Meaning of Life vs. Meaning in Life

The distinction between “meaning of life” and “meaning in life” is no small matter. Accepting the difference is precisely the wisdom inherent in the serenity prayer. It’s moving from trying to manage everything to managing what is within one’s control. It’s like being given the task of navigating a log down a rushing river with a toy steering wheel. One must accept that it is fruitless to try to control the log or slow the river’s current, so why not sit back, take in the view and enjoy the ride? Or, in more practical terms for many of us who are alcoholics, it is releasing the idea that we can drink like a normal person if we just try hard enough. That is a runaway log that we cannot control with a toy steering wheel or any other method once it starts down the river.

The problem with not knowing what I can and can’t do makes all the difference in the world. You see, if we burn energy and equanimity worrying about what’s not in our control, we can’t do what is, such as choosing those things that enable us to flourish in recovery. So, what is in our power? What can we do along the way?

Purpose Is Meaning–With Legs

Meaning is how we fill up during that metaphorical log ride. Meaning is also complex, and even strange in the way it can’t be generalized. You see, it’s highly subjective–meaning in life is what you make of it. What you consider to be deeply meaningful may seem utterly trivial to others, but in the end it doesn't matter because it’s not up to them. Meaning in life is the extent to which you believe there is significance in your life and the degree to which you perceive yourself to have a purpose or mission. We don't find meaning–we create it. So meaning in life is what you make it to be and meaning is an idea.

Collection entries:

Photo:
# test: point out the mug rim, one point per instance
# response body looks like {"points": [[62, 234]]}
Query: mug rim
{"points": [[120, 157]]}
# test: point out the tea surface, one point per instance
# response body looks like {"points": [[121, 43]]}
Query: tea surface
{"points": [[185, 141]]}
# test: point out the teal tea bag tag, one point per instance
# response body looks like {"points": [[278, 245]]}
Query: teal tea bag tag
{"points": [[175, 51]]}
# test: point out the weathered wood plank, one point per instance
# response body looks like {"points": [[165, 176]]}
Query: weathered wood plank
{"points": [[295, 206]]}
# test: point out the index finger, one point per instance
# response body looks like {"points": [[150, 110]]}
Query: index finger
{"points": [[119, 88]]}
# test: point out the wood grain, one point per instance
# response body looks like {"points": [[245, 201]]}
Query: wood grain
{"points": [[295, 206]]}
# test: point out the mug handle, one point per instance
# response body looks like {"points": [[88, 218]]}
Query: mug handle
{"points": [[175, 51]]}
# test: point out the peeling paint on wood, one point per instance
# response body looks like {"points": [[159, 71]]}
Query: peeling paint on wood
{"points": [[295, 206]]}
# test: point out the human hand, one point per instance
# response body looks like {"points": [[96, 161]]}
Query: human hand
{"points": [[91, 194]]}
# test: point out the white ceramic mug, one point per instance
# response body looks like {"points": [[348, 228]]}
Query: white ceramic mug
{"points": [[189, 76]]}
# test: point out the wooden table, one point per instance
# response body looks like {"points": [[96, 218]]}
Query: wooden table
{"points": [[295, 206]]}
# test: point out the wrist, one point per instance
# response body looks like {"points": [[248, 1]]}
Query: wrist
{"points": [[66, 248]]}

...

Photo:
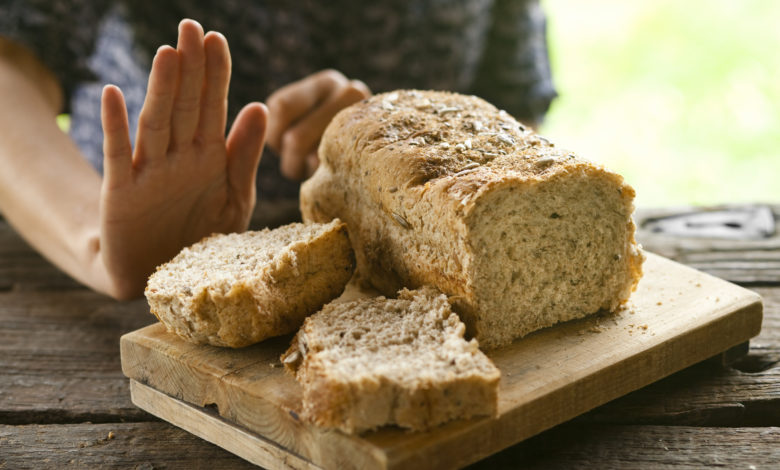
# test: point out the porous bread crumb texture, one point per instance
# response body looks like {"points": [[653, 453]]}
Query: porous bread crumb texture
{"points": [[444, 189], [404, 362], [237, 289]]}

[Exercise] Continue the essay on meaning in life and recovery, picking up right after its final sentence. The listing has no role here.

[Exercise result]
Purpose, on the other hand, is active. Purpose is meaning with legs. Each of us gets to decide what is meaningful in life, but it’s wasted without an active component. In recovery, we discover all kinds of things, such as who we are behind the fear and the mask, and what we stand for. While we can’t answer the meaning of life, we can decide the meaning in life and start pursuing meaningful goals in the service of something larger than ourselves. You may ask: What can I do if I don’t have a clue? What if I don’t yet know what I stand for? How can I start to discover meaning and purpose in my life?

Action Will Lead You to Answers

People who struggle with discovering meaning can fake it till they make it. Specifically, you don't need all the answers before you act. You can start acting to get the answers you’re looking for. If the idea of being a pro-social person is appealing, volunteer at a food bank. If your ideal world is filled with altruistic mentors, find people to teach. It’s not necessary to give, give, give, but the research is pretty clear that giving can be deeply meaningful. In addition, it’s an act that you really can’t give away–it keeps returning to you. Or, you may find meaning in a higher power, in nature, or within your body. The result of pursuing more meaning and purpose, for most people, is good–better physical and mental health, deeper and more supportive relationships, and longer life.

Of course, let’s not forget about happiness. Meaning is a huge contributor to our overall well-being. When your life is full of meaning, you feel better and more satisfied. Several of my Penn classmates agree that meaning trumps the rest of the elements that pave the road to living the best life possible.

When challenges seem daunting, or when the “gremlins of self-doubt” (thank you Brené Brown) make you feel unworthy, anchor yourself in meaning and engage your strengths in purpose.

Dr. Jason Powers, MD, is chief medical officer for Promises Austin and Right Step in Texas. He leads an intensive staff training program called Positive Recovery University to help addicts discover meaning and purpose in their lives upon achieving sobriety. Dr. Powers is board certified in addiction medicine and family medicine and certified by the American Board of Addiction.